### Objective
Reproduce verbatim the stretch of entries from the line containing "Find the green directional" through the line containing "[36,0,600,369]", both included.

##### Source records

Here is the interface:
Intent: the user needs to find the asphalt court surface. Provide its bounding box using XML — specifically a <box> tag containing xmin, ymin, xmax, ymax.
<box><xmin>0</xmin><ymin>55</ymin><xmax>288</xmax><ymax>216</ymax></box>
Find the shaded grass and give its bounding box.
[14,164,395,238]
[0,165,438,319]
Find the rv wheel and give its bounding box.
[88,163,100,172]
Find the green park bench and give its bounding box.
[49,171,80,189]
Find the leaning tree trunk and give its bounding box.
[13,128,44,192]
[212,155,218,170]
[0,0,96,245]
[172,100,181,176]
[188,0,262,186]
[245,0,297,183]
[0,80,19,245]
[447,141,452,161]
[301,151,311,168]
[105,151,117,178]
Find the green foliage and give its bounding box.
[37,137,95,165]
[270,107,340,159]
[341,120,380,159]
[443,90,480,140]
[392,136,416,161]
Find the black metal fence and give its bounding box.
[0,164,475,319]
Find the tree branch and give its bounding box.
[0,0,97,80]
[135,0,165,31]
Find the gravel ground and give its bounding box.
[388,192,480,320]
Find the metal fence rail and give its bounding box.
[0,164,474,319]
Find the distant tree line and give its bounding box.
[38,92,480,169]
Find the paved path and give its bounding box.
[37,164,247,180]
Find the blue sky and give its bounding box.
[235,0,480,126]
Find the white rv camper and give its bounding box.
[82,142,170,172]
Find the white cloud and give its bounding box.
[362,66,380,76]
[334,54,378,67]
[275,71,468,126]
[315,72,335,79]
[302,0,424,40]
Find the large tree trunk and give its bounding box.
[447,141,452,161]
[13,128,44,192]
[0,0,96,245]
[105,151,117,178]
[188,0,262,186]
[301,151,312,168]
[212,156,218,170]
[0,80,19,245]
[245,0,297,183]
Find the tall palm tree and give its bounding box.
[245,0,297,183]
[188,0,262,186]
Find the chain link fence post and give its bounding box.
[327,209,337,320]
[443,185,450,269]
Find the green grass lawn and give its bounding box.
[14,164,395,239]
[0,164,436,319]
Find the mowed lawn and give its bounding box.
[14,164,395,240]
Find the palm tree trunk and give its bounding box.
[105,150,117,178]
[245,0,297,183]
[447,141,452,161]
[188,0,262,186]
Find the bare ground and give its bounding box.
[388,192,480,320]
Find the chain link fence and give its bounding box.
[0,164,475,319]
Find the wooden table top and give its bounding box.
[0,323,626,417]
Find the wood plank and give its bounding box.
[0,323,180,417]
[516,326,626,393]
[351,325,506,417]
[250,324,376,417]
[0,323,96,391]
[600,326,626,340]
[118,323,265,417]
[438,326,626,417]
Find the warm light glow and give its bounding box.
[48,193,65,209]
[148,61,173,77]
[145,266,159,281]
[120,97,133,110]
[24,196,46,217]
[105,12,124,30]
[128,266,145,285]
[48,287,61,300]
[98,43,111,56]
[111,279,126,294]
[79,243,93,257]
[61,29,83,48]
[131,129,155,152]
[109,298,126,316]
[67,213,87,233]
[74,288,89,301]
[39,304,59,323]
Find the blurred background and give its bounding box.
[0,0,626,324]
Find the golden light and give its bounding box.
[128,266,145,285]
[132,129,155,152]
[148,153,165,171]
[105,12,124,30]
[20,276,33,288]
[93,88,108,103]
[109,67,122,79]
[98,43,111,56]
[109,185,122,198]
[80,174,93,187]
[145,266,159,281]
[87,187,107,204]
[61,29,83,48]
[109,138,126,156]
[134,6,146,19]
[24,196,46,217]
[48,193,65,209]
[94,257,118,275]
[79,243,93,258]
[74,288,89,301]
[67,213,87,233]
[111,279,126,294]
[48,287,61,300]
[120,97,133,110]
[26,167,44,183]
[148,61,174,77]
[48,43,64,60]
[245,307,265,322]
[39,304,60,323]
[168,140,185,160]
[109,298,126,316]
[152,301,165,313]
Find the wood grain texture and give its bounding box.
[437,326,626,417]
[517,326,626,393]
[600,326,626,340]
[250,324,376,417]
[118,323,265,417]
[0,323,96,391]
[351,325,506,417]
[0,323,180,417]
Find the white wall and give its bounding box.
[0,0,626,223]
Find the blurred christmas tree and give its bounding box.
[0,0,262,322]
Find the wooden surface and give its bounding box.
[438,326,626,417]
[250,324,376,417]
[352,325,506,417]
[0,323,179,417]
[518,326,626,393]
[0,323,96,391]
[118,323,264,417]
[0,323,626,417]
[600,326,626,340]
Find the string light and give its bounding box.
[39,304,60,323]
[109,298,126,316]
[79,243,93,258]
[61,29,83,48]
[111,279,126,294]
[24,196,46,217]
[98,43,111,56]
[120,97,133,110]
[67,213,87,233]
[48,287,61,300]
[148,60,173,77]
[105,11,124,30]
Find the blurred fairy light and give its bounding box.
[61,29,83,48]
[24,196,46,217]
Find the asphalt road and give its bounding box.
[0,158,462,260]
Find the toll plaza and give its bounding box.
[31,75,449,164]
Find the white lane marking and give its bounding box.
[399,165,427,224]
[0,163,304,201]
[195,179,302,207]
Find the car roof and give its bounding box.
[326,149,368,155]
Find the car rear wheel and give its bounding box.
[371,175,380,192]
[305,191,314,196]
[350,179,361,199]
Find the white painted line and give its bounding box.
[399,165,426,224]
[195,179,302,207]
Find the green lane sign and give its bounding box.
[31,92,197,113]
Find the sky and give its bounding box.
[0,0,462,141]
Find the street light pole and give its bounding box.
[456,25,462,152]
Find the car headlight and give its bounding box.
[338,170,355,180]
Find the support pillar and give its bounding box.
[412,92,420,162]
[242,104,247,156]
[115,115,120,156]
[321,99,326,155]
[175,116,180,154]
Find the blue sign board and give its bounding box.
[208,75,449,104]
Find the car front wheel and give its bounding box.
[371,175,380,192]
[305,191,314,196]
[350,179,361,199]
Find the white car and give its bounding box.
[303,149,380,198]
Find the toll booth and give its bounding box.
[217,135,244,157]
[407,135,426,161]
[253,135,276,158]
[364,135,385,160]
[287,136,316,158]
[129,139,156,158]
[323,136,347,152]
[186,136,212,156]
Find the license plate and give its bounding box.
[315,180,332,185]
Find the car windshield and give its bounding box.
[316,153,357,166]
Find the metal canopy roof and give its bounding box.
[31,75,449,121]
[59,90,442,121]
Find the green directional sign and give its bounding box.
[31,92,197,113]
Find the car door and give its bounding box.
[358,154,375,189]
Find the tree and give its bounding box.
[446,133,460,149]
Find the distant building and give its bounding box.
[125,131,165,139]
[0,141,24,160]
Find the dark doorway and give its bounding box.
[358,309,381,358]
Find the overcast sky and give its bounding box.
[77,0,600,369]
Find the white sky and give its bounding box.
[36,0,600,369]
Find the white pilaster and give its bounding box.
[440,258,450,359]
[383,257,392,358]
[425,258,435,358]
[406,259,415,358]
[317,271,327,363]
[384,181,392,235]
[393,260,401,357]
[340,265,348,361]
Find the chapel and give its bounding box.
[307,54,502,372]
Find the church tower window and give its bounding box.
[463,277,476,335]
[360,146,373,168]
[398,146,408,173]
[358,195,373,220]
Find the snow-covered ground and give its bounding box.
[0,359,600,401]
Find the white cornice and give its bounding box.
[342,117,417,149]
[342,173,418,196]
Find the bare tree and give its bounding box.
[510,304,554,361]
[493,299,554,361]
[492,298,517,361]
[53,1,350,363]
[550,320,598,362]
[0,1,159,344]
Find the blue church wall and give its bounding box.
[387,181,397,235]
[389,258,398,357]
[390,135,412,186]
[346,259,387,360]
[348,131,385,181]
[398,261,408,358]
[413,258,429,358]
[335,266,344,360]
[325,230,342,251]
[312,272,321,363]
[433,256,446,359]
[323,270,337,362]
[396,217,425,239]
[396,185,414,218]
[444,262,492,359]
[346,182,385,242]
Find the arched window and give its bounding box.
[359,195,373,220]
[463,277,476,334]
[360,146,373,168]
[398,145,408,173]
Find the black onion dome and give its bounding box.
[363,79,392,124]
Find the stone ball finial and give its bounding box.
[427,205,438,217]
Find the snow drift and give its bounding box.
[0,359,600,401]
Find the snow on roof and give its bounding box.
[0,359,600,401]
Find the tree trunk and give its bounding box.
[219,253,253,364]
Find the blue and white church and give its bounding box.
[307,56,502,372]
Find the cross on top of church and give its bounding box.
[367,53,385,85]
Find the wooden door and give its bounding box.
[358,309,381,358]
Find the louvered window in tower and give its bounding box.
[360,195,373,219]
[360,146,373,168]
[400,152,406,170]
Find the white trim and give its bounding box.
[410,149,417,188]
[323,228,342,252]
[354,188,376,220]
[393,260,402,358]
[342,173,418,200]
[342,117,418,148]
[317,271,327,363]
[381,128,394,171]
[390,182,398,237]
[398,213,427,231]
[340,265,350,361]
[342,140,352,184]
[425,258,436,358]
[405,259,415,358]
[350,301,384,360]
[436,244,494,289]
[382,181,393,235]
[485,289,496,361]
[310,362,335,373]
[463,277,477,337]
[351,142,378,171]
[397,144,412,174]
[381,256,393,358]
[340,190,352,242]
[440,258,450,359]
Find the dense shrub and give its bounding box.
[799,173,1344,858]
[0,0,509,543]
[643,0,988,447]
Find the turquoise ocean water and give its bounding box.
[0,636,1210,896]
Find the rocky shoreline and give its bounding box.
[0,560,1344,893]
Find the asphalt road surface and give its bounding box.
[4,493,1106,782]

##########

### Full answer
Find the green directional sign and give its bounding box.
[31,92,197,113]
Find the car door and give its bounding box.
[358,154,375,189]
Find the tree and give its bounding box.
[446,133,460,149]
Find the distant building and give its bounding box.
[125,131,165,139]
[0,141,24,160]
Find the dark doorway and give its bounding box.
[358,309,381,358]
Find the overcast sky and give its bounding box.
[77,0,600,369]
Find the white sky and give its bounding box.
[36,0,600,369]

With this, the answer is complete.